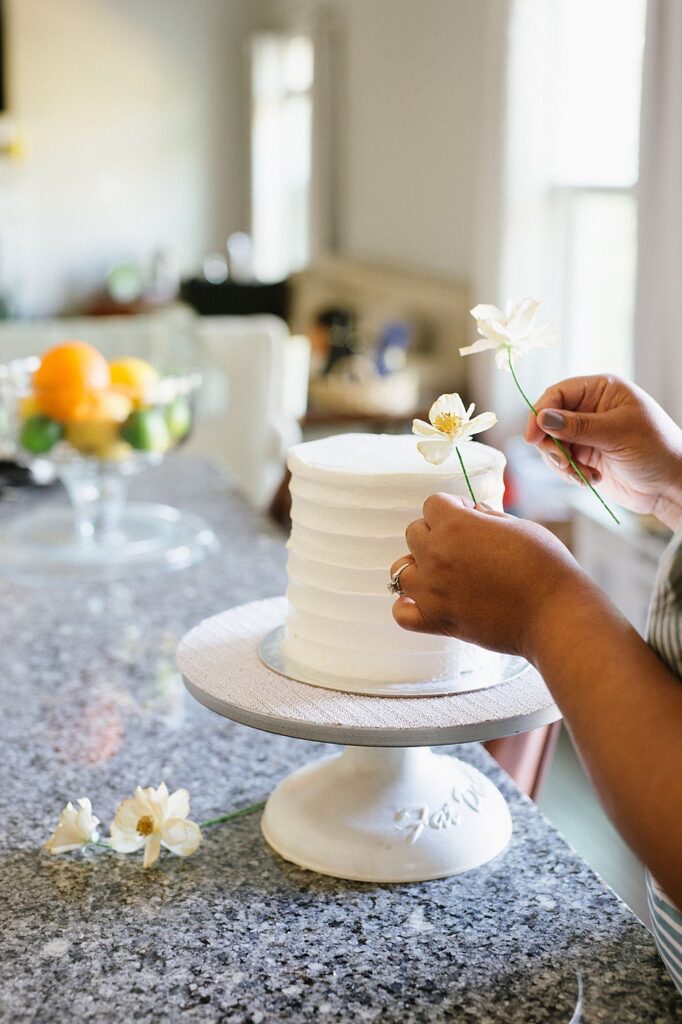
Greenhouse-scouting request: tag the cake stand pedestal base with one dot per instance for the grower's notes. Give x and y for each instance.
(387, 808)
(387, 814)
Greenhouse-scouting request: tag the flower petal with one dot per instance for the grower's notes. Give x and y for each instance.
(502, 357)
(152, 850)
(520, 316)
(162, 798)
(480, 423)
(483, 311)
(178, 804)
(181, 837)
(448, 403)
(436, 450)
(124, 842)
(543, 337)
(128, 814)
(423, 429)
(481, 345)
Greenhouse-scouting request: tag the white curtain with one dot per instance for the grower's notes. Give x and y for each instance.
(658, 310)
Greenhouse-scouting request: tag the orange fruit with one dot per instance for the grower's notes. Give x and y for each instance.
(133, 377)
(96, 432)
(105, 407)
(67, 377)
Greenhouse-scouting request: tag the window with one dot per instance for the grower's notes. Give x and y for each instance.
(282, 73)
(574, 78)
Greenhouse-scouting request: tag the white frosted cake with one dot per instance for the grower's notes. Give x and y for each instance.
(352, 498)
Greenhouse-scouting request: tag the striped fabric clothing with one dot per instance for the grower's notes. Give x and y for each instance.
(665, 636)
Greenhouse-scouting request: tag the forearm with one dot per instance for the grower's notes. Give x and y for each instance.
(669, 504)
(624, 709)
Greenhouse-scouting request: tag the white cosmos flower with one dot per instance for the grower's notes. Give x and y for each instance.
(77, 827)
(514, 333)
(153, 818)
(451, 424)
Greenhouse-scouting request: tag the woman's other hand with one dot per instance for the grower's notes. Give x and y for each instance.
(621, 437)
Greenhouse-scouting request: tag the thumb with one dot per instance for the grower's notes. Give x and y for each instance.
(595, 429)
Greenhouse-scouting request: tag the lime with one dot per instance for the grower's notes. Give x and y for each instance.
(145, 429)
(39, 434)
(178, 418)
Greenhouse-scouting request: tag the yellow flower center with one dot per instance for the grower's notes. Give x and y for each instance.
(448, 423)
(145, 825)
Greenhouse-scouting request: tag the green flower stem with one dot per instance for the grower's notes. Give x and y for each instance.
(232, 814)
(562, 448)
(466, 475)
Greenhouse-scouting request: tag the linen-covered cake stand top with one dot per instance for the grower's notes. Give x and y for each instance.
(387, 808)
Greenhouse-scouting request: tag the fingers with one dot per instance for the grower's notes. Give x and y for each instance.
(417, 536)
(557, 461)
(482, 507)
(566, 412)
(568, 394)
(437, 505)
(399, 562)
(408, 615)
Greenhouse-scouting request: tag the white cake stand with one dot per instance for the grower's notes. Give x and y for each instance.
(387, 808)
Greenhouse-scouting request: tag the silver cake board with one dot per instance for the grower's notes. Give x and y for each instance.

++++++++

Directions: Make an exact copy of all the material, but keep the pictures out of it.

Solution below:
Greenhouse-scouting request: tag the cake stand pedestal base with one dot per instance for the grower's notes. Give x and y for each instance.
(387, 808)
(387, 814)
Greenhouse-scouting request: tag the flower petal with one dot per instance for the grower's notes. Give x and y for each instance.
(502, 357)
(152, 850)
(520, 316)
(162, 798)
(480, 423)
(483, 311)
(178, 804)
(181, 837)
(448, 403)
(436, 450)
(124, 842)
(543, 337)
(128, 814)
(423, 429)
(481, 345)
Greenhouse-scouting request: tag the white curtain with one dot per instance for the grower's notes. Give x and y for each instance.
(658, 310)
Greenhouse-scouting request: tag the orange fruit with one dot per instance for the grower's notes. Give x and y for each instance.
(133, 377)
(96, 432)
(105, 407)
(67, 377)
Greenhouse-scouting request: tag the window with one dot per instance for the grower's notes. Give x and y for each instance.
(282, 73)
(574, 78)
Greenhouse-scouting request: tag the white frosted cake with one dot per instance for the grower's notes. Give x and y for each instance.
(352, 498)
Greenhouse-scouting request: tag the striped fabric clothing with one dot per instance for the grower's notes. Give x and y for each instance.
(665, 636)
Greenhouse-scouting request: tag the forearm with one dot per instance for the grower's notes. Give x and y for each instance.
(669, 504)
(624, 709)
Greenhouse-scouting request: tag the white cosmos flower with one dot per instance for the grower's notes. Give x and y for each instance.
(77, 827)
(514, 333)
(153, 818)
(451, 424)
Greenhouse-scouting request: tag the woman's other hand with one dot per instance for the grower's notes. Give x and y for each instance.
(621, 437)
Greenhouse-scouting request: tag the thumb with one dot per instance for the grower's notes. Give x and y for each instance.
(595, 429)
Greenhouse-scouting request: tag the lime with one dot per instance for the grower's notes. Give x and y for each instance.
(145, 429)
(39, 434)
(178, 418)
Greenhouse-scouting request: tag the yellow flower center with one dot per instance for the grower's notes. Give x and y for each instance.
(448, 423)
(145, 825)
Greenhouse-scouting request: tag the green flower stem with one dot per instance for the grower's notes. Give x and y for each instance.
(232, 814)
(562, 448)
(466, 475)
Greenhouse-scouting request: tag the linen-covered cake stand top with one dot per instance for the grower's notes. Give x and y for each instance.
(387, 808)
Greenhouse-scouting request: tag the fingers with one dot per instance for the grower's notes. Give x and y for each instance.
(417, 536)
(557, 461)
(482, 507)
(566, 412)
(568, 394)
(437, 505)
(399, 562)
(408, 615)
Greenhouse-scouting request: tag the white cake stand with one dot per instance for the grower's notes. Give x and y for each instance.
(387, 808)
Greenhouse-scouting request: tag the silver cake board with one dot per instance for the grower's notes. Give x and y for each instance.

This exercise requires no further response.